Я много раз видел, как Масленников разговаривает с учениками, учителями, родителями, избирателями, начальством, с родственниками и друзьями, и всякий раз меня самого охватывала гордость за то, как можно прямо, просто и с достоинством, достоинством приветливым и каким-то щедрым, держаться перед людьми. У меня даже сложилось к Масленникову такое отношение, словно для него все доступно, все возможно и все сподручно.

Был один забавный случай. Ранним летним утром я пошел на озеро. Какая-то одинокая фигура маячила вдали на воде. Когда входишь в воду по горло, то озерная гладь воспринимается очень крупно и обобщенно. Я люблю разглядывать эту озерную гладь, когда над водой остается одна голова и ты ее разворачиваешь в разные стороны, словно какой-то механизм с окуляром. Я посмотрел на фигуру рыбака и удивился, человек с длинной удочкой сидел прямо на воде. Он сидел, скрестив ноги, и на раннем прямом солнце ослепительно блестели его круглые очки. Что-то фантастическое было в этой прямо на воде сидящей фигуре. Но тут же я разглядел, что сидит Владимир Андреевич, и по какой-то странной причине удивление мое исчезло. Исчезло – и все. Только позже я понял, что Масленников сидел в низкой долбленой лодке – камейке, которую на сверкающей глади озера трудно было разглядеть над водой.

Сейчас в Пскове построена новая школа, особой планировки и вообще оригинальная по оснащению. И эту школу отдали Владимиру Андреевичу. Всю последнюю треть учебного года Масленников работал в двух школах – в новой и старой.

Данные для упражнения —
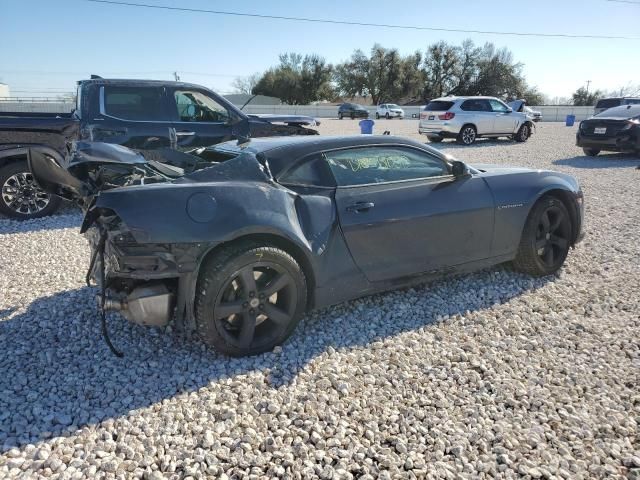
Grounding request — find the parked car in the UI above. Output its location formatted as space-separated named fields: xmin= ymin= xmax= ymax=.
xmin=338 ymin=103 xmax=369 ymax=120
xmin=576 ymin=104 xmax=640 ymax=157
xmin=376 ymin=103 xmax=404 ymax=119
xmin=0 ymin=78 xmax=318 ymax=220
xmin=594 ymin=97 xmax=640 ymax=115
xmin=29 ymin=135 xmax=583 ymax=356
xmin=507 ymin=99 xmax=542 ymax=122
xmin=418 ymin=97 xmax=533 ymax=145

Работа с текстом —
A - В чем, согласно тексту о Масленникове, на самом деле сидел Владимир Андреевич на озере?
B - Продолжите текст о Масленникове после его последнего предложения.
Записи здесь никак не используются.

Ответы к заданиям —
A - В низкой долбленой лодке – камейке, которую на глади озера трудно было разглядеть над водой.

B -
А недавно я встретился с ним в Глубоком. Усталый Владимир Андреевич лежал на кровати и смотрел телевизор. Я решил, что он просто приехал навестить мать, дочь да и внучку, но оказалось не совсем так. Он заехал домой вроде как попутно. Этот неспокойный, ушедший в отпуск человек, оказывается, ездит по районам с лекциями. За две с небольшим недели в Дедовическом и Опочецком районах он провел двадцать пять лекций на самые разные темы, в том числе и на международные.

Теперь, когда ты станешь ветром, ты будешь часто прилетать к этому деревянному дому с сомкнутыми крышами сараев и поветей. Двор такой в деревянной народной архитектуре носит название «мокрого». Он закрыт не полностью, и дождь стекает по скатам внутрь двора. Ты собери сюда дожди, веселые и легкие, которые играли бы по крыше, как по звучному барабану, и названивали бы по стеклам окон, как нежные цветочные колокольчики, которые рассказывают сказки для самых маленьких и самых наивных детей. И маленькая Лена, эта с ласковым шелковистым личиком девочка, раскинув маленькие приветливые руки, пусть задержит свой голубенький взгляд и прислушивается, долго прислушивается к тому, что ей расскажет ветер. Тот самый ветер, что, может быть, рассказывал здесь сказки ее матери лет двадцать назад.

А мать Люся, теперь Людмила Владимировна, здесь выросла и здесь окончила школу. После школы она окончила Псковский педагогический институт и вернулась в Глубокое преподавать биологию. В те классы, где несколько лет назад на уроке умерла ее мать Антонина Петровна – от гипертонического удара. После этого отец и уехал в Псков. Теперь Люся живет в родительском доме и сама стала хозяйкой. Новые хозяева – новые приметы. Старого крыльца больше нет. Со вчерашнего дня Люся и ее муж Николай, совхозный шофер, заливали бетоном новое крыльцо. И оба, спокойные, крупные, уверенные в движениях, месили раствор и лопатой разливали его по опалубке. Крыльцо будет широкое, гостеприимное, каким и был все эти годы родительский дом, куда любой мог прийти за советом, за книжкой или просто посмотреть телевизор. Вечером, когда новое крыльцо уже было готово, Люся и Николай уходили под сумерки в поле, косить траву, и Николай шел с косой на плече.